| TASK TO COMPLETE |
How many of the lines below contain the word "coffee"? Reply with the number alone.

──────── SOURCE DATA

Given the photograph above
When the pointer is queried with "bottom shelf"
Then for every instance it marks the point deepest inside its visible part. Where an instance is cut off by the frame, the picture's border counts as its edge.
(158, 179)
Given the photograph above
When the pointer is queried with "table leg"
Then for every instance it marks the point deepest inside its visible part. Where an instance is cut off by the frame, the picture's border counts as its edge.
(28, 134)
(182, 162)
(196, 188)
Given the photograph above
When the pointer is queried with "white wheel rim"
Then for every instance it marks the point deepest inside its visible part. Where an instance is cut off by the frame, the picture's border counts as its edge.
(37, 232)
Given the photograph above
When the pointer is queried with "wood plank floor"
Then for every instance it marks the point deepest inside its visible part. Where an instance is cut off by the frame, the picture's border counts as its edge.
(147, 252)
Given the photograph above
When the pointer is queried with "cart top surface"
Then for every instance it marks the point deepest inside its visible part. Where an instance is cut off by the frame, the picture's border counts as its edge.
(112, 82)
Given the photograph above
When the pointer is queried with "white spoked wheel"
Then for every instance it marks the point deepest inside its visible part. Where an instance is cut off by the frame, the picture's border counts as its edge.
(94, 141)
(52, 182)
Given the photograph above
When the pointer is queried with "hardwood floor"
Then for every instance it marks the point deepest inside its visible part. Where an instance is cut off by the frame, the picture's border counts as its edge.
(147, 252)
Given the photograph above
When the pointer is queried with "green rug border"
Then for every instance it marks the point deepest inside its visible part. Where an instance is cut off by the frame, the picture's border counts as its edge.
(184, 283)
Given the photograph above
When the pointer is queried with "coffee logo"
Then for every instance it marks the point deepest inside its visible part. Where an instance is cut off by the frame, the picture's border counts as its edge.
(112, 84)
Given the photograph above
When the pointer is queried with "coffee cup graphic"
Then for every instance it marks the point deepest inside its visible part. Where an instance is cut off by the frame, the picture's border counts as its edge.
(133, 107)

────────────────
──────── SOURCE DATA

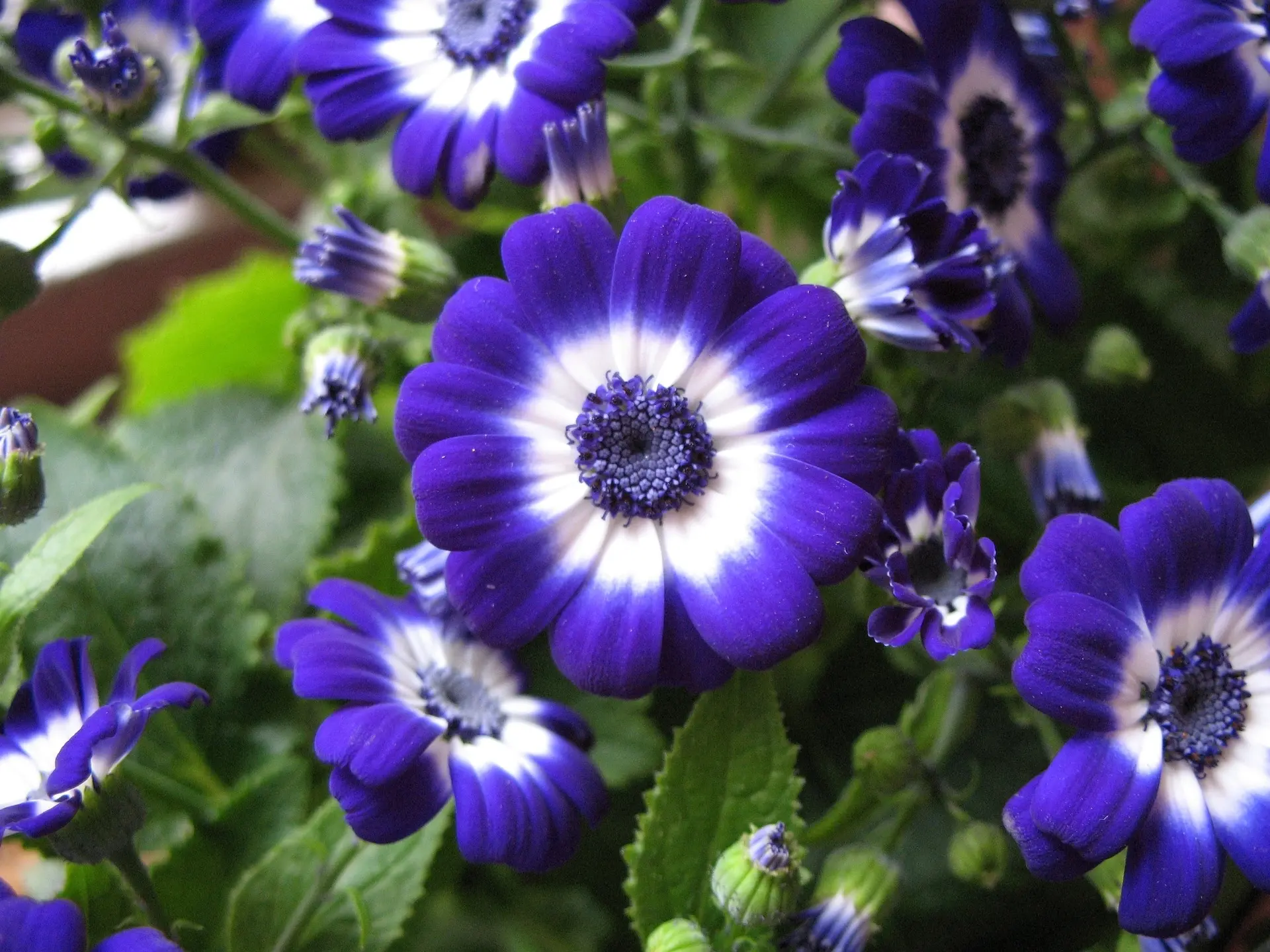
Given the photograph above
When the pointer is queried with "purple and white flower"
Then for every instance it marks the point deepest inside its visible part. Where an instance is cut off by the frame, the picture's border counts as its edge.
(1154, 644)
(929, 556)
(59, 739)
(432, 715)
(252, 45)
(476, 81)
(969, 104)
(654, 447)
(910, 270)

────────────────
──────── SOURCE DATA

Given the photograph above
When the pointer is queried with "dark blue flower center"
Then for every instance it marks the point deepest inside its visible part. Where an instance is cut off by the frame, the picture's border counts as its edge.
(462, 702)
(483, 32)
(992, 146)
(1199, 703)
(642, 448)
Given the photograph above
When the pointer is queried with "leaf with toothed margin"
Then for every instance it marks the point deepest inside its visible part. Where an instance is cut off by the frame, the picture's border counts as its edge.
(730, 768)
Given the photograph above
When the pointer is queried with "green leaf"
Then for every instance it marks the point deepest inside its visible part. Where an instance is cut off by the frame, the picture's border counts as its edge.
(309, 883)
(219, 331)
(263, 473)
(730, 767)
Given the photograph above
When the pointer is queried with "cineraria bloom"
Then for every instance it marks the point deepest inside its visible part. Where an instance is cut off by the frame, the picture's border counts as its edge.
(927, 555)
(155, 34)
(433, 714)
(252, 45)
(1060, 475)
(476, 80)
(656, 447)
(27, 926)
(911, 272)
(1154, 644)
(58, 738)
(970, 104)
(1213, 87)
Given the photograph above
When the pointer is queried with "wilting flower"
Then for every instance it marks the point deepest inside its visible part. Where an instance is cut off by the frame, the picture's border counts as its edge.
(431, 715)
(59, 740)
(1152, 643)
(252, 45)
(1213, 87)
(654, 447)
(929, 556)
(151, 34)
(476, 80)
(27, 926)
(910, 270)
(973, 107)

────────────────

| TASK SOLUTION |
2